Required actions =>
A: According to the article on Vatican II, on what date did the Council close?
B: Reproduce the passage of the Vatican II article that opens with the words "The Mystery of" and stops after "of its closure.".

Text excerpt =>
§ §
The Mystery of the Church: 50 Years of Vatican II

The Interpretation and Implementation of the Council Continues to Produce Both Shadows and Light

The Second Vatican Council was arguably the most important religious event in the 20th century. The Council closed on Dec. 8, 1965 — as such, this year marks the 50th anniversary of its closure.

John XXIII stated the text of 1 Thessalonians 4:3 — “This is the will of God, your sanctification” — should be written over the doors of the Council. Academic reflection on the nature of the Council has termed it: “The Council of the Church.” And John Paul II opined that the purpose of the Council was to answer the question: “Ecclesia, quid dicis de teipsa?” (Church, what do you have to say for yourself?)

The answer to John Paul II’s question was that the Church is a mystery — which is the Greek term for “sacrament” and means a physical sign joining us to eternity. This fact is made clear in the dogmatic constitution on the Church, Lumen Gentium (Light to the Nations), which quotes an ancient Father of the Church, St. Cyprian: “The Church is seen to be ‘a people brought into unity from the unity of the Father, the Son and the Holy Spirit.’”

The Council’s hope was that a vigorous and sober examination of the means used by the Church to proclaim the Gospel would lead to a deeper and more spiritual appreciation of the Church as an institution which transcends time and space.
§ §
[Some records]
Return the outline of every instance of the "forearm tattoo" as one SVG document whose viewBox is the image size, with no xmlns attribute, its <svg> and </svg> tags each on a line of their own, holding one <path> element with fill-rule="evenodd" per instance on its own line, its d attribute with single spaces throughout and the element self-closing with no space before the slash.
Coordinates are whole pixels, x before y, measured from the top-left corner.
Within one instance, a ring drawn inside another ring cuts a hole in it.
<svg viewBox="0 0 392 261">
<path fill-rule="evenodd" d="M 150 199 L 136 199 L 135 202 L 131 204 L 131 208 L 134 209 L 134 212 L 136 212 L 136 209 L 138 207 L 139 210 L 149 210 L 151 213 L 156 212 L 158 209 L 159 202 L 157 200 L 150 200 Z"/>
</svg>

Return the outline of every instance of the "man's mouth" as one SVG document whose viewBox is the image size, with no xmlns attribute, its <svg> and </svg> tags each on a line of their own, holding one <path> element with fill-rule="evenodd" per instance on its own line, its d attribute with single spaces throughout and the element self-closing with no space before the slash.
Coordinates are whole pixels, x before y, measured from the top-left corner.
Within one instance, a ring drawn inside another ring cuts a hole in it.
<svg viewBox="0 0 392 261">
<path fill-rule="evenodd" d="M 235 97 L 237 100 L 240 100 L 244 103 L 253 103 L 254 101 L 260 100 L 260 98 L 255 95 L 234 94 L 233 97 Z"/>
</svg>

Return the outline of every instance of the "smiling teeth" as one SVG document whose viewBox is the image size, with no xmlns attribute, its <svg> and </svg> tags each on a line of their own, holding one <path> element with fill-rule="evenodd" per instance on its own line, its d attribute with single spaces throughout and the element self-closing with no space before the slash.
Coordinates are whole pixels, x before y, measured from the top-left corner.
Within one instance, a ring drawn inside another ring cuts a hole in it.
§ §
Answers provided =>
A: December 8, 1965.

B:
The Mystery of the Church: 50 Years of Vatican II

The Interpretation and Implementation of the Council Continues to Produce Both Shadows and Light

The Second Vatican Council was arguably the most important religious event in the 20th century. The Council closed on Dec. 8, 1965 — as such, this year marks the 50th anniversary of its closure.